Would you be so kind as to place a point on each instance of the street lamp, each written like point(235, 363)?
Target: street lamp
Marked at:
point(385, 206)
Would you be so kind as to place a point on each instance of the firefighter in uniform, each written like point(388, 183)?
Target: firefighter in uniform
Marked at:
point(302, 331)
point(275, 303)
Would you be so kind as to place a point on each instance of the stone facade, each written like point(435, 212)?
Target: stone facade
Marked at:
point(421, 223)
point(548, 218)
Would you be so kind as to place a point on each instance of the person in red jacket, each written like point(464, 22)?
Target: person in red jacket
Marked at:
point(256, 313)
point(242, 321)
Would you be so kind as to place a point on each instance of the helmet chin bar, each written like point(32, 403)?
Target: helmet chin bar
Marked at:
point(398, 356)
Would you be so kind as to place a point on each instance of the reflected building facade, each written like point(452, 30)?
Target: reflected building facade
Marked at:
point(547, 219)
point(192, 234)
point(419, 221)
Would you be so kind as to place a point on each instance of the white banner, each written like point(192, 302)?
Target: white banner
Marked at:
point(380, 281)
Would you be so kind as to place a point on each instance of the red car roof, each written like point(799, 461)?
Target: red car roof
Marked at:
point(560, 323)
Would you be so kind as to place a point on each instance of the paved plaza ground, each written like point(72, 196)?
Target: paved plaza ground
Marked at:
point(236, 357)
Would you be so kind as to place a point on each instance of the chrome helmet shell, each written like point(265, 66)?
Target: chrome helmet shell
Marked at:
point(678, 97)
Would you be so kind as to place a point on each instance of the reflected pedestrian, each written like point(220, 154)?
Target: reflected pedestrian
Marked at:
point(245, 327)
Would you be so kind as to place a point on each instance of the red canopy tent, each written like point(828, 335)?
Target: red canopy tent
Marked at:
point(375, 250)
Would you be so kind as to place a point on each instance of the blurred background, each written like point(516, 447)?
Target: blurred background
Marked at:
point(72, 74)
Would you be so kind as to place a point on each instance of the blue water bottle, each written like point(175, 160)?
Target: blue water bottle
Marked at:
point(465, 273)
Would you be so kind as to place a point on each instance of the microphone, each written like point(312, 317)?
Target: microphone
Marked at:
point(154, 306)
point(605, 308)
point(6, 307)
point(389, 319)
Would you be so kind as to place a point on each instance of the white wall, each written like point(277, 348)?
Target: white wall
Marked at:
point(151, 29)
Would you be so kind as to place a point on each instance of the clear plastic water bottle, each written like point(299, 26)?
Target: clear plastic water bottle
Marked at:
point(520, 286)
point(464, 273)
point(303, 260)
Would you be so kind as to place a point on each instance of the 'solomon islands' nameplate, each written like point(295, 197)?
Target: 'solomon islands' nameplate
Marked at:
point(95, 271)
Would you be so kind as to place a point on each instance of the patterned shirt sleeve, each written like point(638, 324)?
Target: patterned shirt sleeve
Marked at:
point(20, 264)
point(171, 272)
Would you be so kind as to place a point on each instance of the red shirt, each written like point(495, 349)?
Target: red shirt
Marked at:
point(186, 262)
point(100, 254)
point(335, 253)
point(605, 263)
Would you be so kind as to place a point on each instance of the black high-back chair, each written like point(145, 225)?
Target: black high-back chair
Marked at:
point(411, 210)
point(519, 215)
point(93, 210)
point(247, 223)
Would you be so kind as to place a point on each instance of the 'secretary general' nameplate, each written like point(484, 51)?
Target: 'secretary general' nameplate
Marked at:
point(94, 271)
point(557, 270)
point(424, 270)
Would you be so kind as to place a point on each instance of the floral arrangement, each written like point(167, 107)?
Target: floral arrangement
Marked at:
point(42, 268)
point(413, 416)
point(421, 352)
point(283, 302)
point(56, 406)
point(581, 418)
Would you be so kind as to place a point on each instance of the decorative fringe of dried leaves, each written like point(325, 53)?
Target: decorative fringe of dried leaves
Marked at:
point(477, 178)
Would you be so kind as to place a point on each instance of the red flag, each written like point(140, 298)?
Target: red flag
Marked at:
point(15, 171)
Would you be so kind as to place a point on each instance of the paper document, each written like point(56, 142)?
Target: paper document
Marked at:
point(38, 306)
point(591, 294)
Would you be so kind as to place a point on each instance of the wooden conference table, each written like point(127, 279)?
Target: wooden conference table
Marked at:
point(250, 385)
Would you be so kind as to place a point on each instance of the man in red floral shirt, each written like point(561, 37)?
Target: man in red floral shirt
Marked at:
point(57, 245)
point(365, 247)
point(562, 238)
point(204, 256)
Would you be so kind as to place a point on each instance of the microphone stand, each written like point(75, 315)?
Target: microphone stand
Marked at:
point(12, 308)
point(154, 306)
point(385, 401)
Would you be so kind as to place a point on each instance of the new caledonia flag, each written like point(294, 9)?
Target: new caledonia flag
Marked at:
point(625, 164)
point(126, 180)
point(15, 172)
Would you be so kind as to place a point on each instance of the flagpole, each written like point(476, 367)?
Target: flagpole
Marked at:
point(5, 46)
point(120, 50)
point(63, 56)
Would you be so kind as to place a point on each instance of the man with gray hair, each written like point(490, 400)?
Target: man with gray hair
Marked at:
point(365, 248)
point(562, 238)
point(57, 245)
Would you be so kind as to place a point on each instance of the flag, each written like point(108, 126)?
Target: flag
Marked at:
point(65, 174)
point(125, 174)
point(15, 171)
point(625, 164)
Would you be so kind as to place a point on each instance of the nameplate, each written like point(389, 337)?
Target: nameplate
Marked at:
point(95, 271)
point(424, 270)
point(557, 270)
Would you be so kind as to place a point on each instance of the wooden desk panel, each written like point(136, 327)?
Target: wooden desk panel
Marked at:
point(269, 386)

--

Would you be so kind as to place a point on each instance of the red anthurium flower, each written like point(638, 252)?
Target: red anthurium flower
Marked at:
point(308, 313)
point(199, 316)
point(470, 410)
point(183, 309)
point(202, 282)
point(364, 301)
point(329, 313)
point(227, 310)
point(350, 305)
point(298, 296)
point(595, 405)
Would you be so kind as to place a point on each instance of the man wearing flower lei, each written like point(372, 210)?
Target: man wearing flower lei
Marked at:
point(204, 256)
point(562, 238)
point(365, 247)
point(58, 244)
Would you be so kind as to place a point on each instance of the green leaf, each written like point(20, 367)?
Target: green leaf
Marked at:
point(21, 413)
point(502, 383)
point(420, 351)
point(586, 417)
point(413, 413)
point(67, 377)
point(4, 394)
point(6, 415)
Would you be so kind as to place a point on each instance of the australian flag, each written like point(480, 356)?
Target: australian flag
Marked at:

▶ **SET EXERCISE**
Reproduce the rows verbatim, from the line containing "like point(140, 298)?" through the line containing "point(385, 401)".

▶ **CORRECT ANSWER**
Would you be so kind as to place a point on each instance of the red flag, each written like point(140, 298)?
Target: red flag
Marked at:
point(15, 171)
Would you be so kind as to place a point on each instance of the paper document, each written like point(56, 142)?
Target: paper document
Marked at:
point(38, 306)
point(591, 294)
Would you be so kind as to place a point on each instance of the wooden conference table, each written like point(127, 279)?
Target: wooden conference table
Marked at:
point(250, 385)
Would you be so kind as to place a point on each instance of the man in red floral shirt, each written like point(561, 37)?
Target: man in red floral shirt
Marked at:
point(57, 245)
point(365, 247)
point(562, 238)
point(204, 256)
Would you be so kind as to place a point on each instance of the microphone stand, each written like point(75, 315)?
Target: microphone stand
Marked at:
point(12, 308)
point(154, 306)
point(385, 401)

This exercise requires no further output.